◆ **WHAT YOU NEED TO DO**:
a – In the blog excerpt, what did the writer check each day after reading "The Chronicles of Narnia"?
b – Transcribe the part of the blog excerpt starting with "But her review" and going on through "the unseen daily.".

◆ **EXCERPT PROVIDED**:
I often travel through a part of Minneapolis, the borderlands seperating Downtown from Uptown, where Hennepin and Lyndale merge and an exit crosses back over Hennepin to give access to Hwy 94. To the north of that mess, Lyndale extends under Hwy 94 and merges with 394. This entire stretch, in the shadow of the Basilica of St. Mary, the homeless build shelters, hold signs, and eke out some sort of existence; the kind we all think can never happen to us. They probably thought that once, too.

Catholic Social Teaching demands that we embrace the poor, but how often do we do it? How often do we stretch out our hands to the downtrodden; rather, don't we often condemn them and "sentence" them, attributing their demise to their own actions? But we don't know them, we don't know where they came from or how they came to live under the Highway 94 exit, or holding a sign on Glenwood Avenue while trucks rumble by on the overpass above their heads.

To ignore the poor is to ignore Jesus Christ, and yet, it's so hard for us to leave the comfort of our warm, heated homes to spend even a couple hours in reaching out personally to the poor. Writing a check isn't always enough, because a check is a simple piece of paper...a handshake, a conversation...THOSE are blessed moments spent with Jesus.

And by my very words on this page, I am condemned, I am convicted, and you are all my witnesses.

Sunday, December 17, 2006

The Belief of Children

I read a great post today over at Just Another Day of Catholic Pondering, a review of the new "Charlotte's Web" movie, which I cannot wait to see!

But her review made me think and contemplate, that even as adults, we still have the ability to aspire to child-like belief, and in fact, Jesus admonishes us to do just that!

As adults, we are all forced to be practical, realistic, and to keep our feet firmly planted on the ground. However, a balance needs to be struck somehow; our very faith requires that we accept things without physical proof, and acknowledge the unseen daily.

As a child, I read "Charlotte's Web", over and over again, and while, to this day, I fear and despise spiders, Charlotte has always held a special place in my heart. I cried real tears when she died. I pondered the doctor's words to Fern's parents, reminding them that the imagination of a child is a fleeting but valuable thing and should be treasured for as long as possible. Today, that passage makes me cry for I fear I am Fern all grown up, having forgotten the belief in things beyond my experience.

When I read "The Chronicles of Narnia", I remember going each day to check the back wall of my closet, just in case there was a passage to Narnia for me, too. And I really BELIEVED that it was possible, although I never confessed this to anyone at the time. Yet for years, I begged for a doorway to open so that I could meet Mr. Tumnus, so that I could meet a talking horse, and dine with the Kings and Queens of that beautiful and far away land.

Perhaps now you laugh at such fancy, and as an adult, I do, too. But at the same time, I can't stop the pangs of bittersweet remorse for my indulgent laughter, for I cannot get the Biblical admonition to become like the children. For, as Jesus said, it is only those who are like these children who will inherit the Kingdom of God.

◆ **ENTRIES SHOWN**:
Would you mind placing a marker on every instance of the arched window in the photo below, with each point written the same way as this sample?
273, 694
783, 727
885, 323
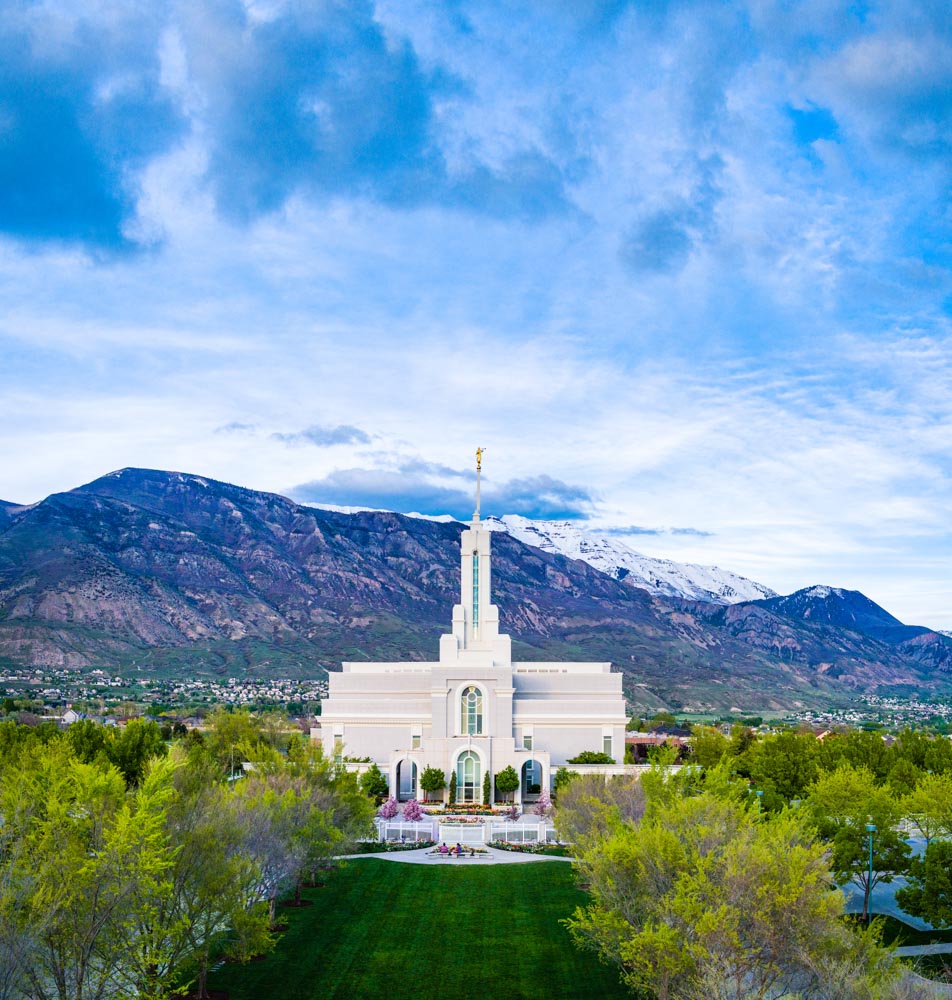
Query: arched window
471, 711
468, 777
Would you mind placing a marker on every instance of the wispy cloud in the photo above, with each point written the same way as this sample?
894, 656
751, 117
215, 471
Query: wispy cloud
412, 488
676, 264
325, 437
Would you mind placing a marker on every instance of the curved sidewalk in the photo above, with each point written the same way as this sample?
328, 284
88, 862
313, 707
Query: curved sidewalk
426, 856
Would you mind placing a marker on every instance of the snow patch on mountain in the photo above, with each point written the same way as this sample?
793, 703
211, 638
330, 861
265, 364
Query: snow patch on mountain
658, 576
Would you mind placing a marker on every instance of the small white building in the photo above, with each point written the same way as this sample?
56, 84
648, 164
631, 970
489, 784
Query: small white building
475, 711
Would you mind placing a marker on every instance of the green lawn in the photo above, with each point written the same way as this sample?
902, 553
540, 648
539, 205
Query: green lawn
454, 932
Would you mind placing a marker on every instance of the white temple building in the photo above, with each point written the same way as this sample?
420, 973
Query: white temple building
474, 711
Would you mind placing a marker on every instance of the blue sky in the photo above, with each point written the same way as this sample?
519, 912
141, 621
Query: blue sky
682, 268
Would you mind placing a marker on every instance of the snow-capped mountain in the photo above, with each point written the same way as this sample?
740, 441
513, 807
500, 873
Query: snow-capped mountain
658, 576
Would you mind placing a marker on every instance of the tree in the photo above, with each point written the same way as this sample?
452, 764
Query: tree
269, 809
94, 854
842, 803
412, 812
783, 767
703, 892
929, 806
507, 780
373, 783
432, 780
589, 806
929, 892
563, 777
214, 881
708, 745
133, 748
592, 757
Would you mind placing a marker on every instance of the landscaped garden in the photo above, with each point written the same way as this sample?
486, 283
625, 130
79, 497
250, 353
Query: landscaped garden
382, 929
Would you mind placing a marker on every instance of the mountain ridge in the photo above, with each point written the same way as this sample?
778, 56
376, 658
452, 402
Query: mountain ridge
173, 572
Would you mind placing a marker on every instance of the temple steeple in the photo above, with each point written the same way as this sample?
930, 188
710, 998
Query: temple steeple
475, 636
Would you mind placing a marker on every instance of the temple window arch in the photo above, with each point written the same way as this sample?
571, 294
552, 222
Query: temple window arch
471, 711
469, 776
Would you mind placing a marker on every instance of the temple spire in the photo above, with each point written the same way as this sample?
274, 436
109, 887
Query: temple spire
479, 467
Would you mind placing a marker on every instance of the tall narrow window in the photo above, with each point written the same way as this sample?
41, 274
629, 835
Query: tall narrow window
475, 595
471, 711
468, 777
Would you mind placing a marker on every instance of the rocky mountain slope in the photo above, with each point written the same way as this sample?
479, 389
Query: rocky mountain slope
663, 577
176, 573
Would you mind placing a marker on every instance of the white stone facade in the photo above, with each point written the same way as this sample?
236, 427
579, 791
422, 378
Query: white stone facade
474, 711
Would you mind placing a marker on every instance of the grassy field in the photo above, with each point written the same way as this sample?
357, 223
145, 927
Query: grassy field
381, 929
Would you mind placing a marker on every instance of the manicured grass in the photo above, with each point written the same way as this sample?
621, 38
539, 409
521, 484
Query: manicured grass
400, 931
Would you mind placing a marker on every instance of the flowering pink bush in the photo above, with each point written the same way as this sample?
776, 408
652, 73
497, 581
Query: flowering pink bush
412, 812
543, 805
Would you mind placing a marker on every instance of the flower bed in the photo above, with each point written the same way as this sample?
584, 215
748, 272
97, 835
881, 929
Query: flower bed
389, 846
539, 847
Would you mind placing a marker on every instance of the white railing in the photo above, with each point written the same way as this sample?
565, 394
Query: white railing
520, 833
403, 830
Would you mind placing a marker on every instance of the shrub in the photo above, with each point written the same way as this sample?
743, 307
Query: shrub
373, 783
507, 781
592, 757
432, 780
412, 812
562, 778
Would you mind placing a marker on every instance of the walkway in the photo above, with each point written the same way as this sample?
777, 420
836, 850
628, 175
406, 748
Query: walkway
492, 856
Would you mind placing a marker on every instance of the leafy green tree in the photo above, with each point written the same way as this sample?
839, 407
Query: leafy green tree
742, 739
858, 748
234, 737
507, 780
432, 780
929, 806
133, 747
929, 892
589, 805
903, 776
90, 849
88, 740
592, 757
702, 892
783, 766
373, 783
212, 908
842, 803
563, 777
708, 745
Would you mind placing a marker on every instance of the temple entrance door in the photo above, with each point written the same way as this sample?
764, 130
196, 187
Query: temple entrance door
468, 778
406, 781
531, 780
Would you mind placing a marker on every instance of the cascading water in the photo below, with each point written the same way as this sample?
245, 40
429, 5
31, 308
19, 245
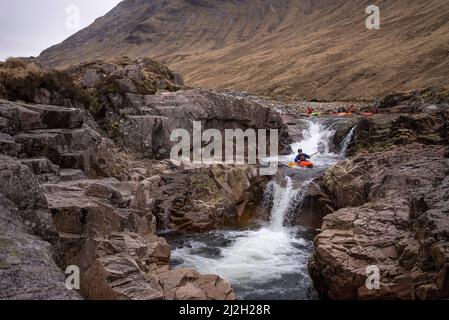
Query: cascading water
270, 262
345, 143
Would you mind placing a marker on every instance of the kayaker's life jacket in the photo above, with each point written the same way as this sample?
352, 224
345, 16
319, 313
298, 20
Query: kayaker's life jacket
302, 157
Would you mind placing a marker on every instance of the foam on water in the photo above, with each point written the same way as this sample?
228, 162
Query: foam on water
270, 262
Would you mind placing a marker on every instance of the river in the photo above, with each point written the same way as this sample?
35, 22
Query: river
270, 261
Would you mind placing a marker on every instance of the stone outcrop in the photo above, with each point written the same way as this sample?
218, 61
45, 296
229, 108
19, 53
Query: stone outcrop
70, 195
147, 127
201, 200
386, 207
27, 266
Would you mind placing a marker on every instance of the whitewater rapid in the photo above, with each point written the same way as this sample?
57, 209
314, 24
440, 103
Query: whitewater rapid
271, 261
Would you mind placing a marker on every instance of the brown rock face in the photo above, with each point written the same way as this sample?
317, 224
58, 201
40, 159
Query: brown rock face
389, 210
201, 200
27, 266
147, 129
99, 204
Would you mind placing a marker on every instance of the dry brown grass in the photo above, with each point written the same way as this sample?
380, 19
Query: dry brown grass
314, 49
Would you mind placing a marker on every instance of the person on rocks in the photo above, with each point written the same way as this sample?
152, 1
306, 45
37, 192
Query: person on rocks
301, 156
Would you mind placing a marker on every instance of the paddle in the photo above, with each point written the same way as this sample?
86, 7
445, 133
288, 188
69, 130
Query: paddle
294, 164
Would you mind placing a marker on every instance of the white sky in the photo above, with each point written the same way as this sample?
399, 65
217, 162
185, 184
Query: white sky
29, 26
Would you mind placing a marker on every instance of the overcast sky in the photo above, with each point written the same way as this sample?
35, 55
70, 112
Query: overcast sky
29, 26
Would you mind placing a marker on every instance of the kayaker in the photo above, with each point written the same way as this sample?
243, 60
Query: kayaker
301, 156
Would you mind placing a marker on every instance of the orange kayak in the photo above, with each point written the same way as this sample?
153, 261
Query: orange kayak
303, 164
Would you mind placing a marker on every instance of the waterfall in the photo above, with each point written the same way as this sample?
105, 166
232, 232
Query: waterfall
283, 199
345, 143
283, 202
270, 260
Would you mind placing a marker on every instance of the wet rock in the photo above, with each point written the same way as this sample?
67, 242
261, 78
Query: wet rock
188, 284
8, 147
205, 199
399, 225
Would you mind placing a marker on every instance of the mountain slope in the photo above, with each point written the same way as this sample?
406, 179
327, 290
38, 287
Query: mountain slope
301, 48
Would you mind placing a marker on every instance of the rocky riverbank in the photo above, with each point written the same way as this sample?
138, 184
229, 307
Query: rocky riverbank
388, 205
85, 180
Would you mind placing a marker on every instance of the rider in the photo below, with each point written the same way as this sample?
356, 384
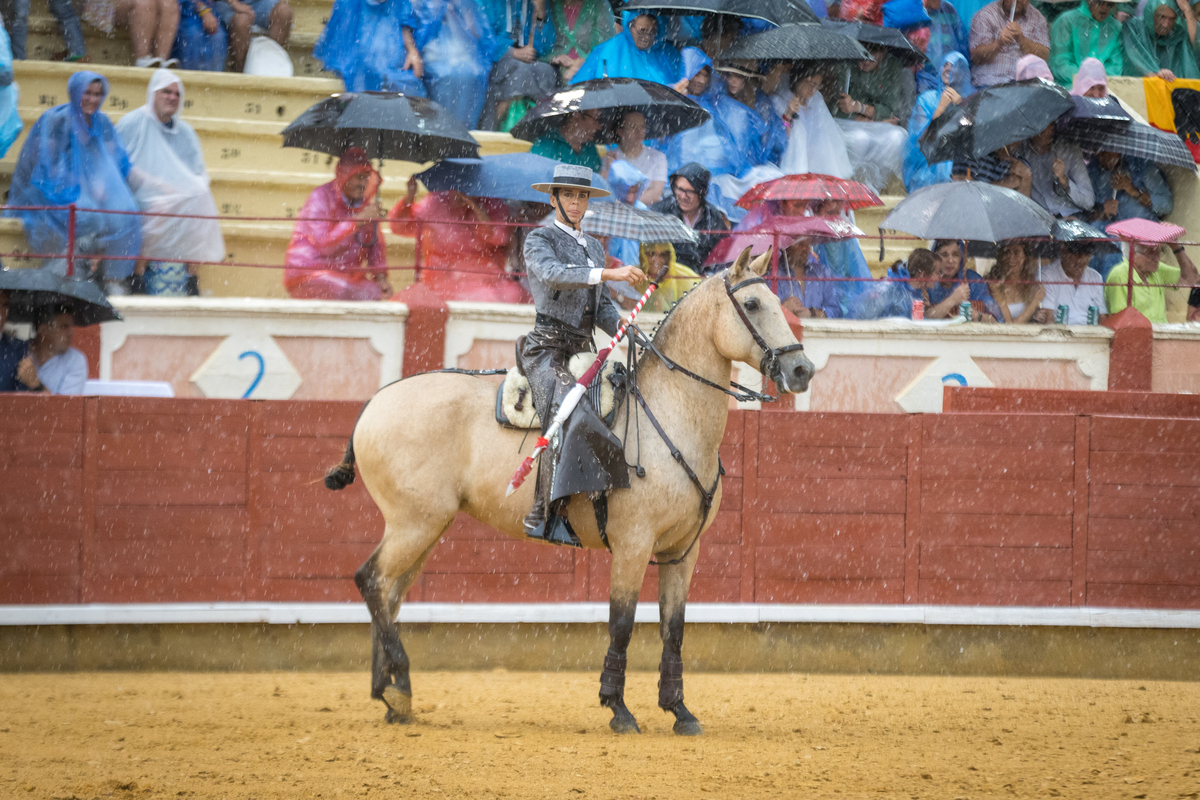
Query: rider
567, 278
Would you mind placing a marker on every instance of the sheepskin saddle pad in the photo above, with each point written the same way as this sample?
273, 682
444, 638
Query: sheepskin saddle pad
514, 401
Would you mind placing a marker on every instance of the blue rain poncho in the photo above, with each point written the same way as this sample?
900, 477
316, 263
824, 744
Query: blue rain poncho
69, 158
917, 170
619, 58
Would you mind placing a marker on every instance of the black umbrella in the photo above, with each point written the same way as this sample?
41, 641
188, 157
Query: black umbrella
777, 12
798, 42
969, 210
35, 288
385, 125
889, 37
666, 110
993, 118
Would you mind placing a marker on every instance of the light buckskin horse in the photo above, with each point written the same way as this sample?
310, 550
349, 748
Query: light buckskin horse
429, 447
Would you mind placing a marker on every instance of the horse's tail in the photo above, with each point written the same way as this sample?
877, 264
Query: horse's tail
342, 475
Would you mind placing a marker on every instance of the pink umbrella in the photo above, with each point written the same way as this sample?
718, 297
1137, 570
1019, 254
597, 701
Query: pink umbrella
790, 229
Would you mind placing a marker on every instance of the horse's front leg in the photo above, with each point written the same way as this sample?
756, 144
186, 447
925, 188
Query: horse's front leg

◆ **ANSWERS**:
a – The back wall of the closet, in case there was a passage to Narnia.

b –
But her review made me think and contemplate, that even as adults, we still have the ability to aspire to child-like belief, and in fact, Jesus admonishes us to do just that!

As adults, we are all forced to be practical, realistic, and to keep our feet firmly planted on the ground. However, a balance needs to be struck somehow; our very faith requires that we accept things without physical proof, and acknowledge the unseen daily.